## [Exercise description]
However many lines the data holds, transcribe them all exactly.

## [Data for this exercise]
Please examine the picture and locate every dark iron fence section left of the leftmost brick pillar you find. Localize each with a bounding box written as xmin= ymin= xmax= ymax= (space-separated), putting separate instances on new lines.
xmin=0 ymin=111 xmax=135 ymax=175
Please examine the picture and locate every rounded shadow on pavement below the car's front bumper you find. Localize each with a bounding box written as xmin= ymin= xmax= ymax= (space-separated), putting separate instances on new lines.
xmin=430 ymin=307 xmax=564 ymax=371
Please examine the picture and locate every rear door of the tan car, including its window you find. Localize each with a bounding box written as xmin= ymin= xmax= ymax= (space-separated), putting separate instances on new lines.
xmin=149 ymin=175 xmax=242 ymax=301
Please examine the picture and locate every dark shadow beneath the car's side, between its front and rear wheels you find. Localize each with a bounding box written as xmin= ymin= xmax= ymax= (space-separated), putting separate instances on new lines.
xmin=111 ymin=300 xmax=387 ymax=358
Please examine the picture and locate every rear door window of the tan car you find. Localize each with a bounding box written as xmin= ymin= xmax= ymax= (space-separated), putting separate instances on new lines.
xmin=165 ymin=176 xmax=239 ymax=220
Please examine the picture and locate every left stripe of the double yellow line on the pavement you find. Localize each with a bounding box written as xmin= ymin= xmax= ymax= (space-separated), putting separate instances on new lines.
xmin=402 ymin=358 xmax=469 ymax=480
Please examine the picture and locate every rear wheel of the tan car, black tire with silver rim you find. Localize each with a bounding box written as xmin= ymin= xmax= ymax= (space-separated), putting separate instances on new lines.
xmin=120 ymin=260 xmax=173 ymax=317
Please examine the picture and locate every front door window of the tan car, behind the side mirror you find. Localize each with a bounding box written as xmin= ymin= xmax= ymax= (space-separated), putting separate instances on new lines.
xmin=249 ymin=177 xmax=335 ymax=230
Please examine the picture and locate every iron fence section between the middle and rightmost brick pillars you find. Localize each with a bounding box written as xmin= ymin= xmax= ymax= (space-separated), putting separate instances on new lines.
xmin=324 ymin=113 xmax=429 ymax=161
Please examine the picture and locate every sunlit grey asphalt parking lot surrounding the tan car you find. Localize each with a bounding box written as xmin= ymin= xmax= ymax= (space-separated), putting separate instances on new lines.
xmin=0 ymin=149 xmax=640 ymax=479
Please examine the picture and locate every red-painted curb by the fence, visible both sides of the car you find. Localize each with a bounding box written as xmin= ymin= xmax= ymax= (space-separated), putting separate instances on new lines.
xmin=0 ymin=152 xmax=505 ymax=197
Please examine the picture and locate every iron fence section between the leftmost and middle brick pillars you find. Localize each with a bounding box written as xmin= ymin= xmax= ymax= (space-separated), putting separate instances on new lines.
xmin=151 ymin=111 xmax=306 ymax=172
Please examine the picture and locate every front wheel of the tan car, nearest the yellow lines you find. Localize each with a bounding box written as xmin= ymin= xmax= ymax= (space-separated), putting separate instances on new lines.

## [Problem solution]
Please examine the picture and locate every dark iron fence section left of the leftmost brick pillar you find. Localize each with a bounding box written as xmin= ymin= xmax= ymax= (space-separated), putting separate instances on new lines.
xmin=0 ymin=111 xmax=135 ymax=175
Please examine the picture and locate every rounded shadow on pavement below the car's front bumper you find. Localize each with a bounding box written as xmin= ymin= xmax= ymax= (space-separated), putting separate instances on new lines.
xmin=430 ymin=307 xmax=564 ymax=371
Please examine the picture and locate every rear door of the tan car, including its window you find. Localize each with a bounding box written as xmin= ymin= xmax= ymax= (space-separated), putting separate instances on new lines.
xmin=149 ymin=175 xmax=242 ymax=301
Please examine the picture and locate every dark shadow beneath the car's side, between its front and rear wheels you find. Localize each with a bounding box written as xmin= ymin= xmax= ymax= (space-separated), putting separate instances on new lines.
xmin=111 ymin=300 xmax=387 ymax=358
Please examine the picture and locate every rear door window of the tan car you find. Localize each with a bounding box written as xmin= ymin= xmax= ymax= (space-separated), putting separate instances on new lines.
xmin=165 ymin=176 xmax=239 ymax=220
Please examine the picture and locate every left stripe of the double yellow line on the pavement you find. Localize each with a bounding box written as xmin= ymin= xmax= ymax= (space-separated), putting separate instances on new lines.
xmin=402 ymin=358 xmax=469 ymax=480
Please examine the picture and locate every rear wheel of the tan car, black tire with silver rim you find. Localize each with a bounding box written as xmin= ymin= xmax= ymax= (space-separated), putting separate instances on new lines.
xmin=120 ymin=260 xmax=173 ymax=317
Please examine the picture and locate every front door window of the tan car, behind the side mirror you find. Localize each with a bounding box written as xmin= ymin= xmax= ymax= (space-separated), putting separate instances on new lines.
xmin=249 ymin=177 xmax=335 ymax=230
Please examine the picture and locate every iron fence section between the middle and rightmost brick pillars you find. Localize each with a bounding box written as xmin= ymin= xmax= ymax= (space-separated), putting separate instances on new lines.
xmin=324 ymin=113 xmax=429 ymax=161
Please examine the picture and locate every sunlit grey asphalt parking lot surrounding the tan car you find. Localize each with a bounding box written as xmin= ymin= xmax= ymax= (space-separated), putting separate instances on new lines.
xmin=0 ymin=149 xmax=640 ymax=479
Please examine the picture and locate every red-painted curb by the fence, visible both sides of the car you find. Localize each with a bounding box written as xmin= ymin= xmax= ymax= (space-separated), putting separate instances on new lines.
xmin=0 ymin=152 xmax=505 ymax=197
Please examine the picture and locate every iron fence section between the leftmost and middle brick pillars you find. Localize each with a bounding box written as xmin= ymin= xmax= ymax= (space-separated), putting separate instances on new lines.
xmin=151 ymin=111 xmax=306 ymax=172
Please examine the picture and locate every front wheel of the tan car, nearest the yellow lines you find. Localize each with a bounding box written as xmin= ymin= xmax= ymax= (space-separated), putting separate instances on new lines.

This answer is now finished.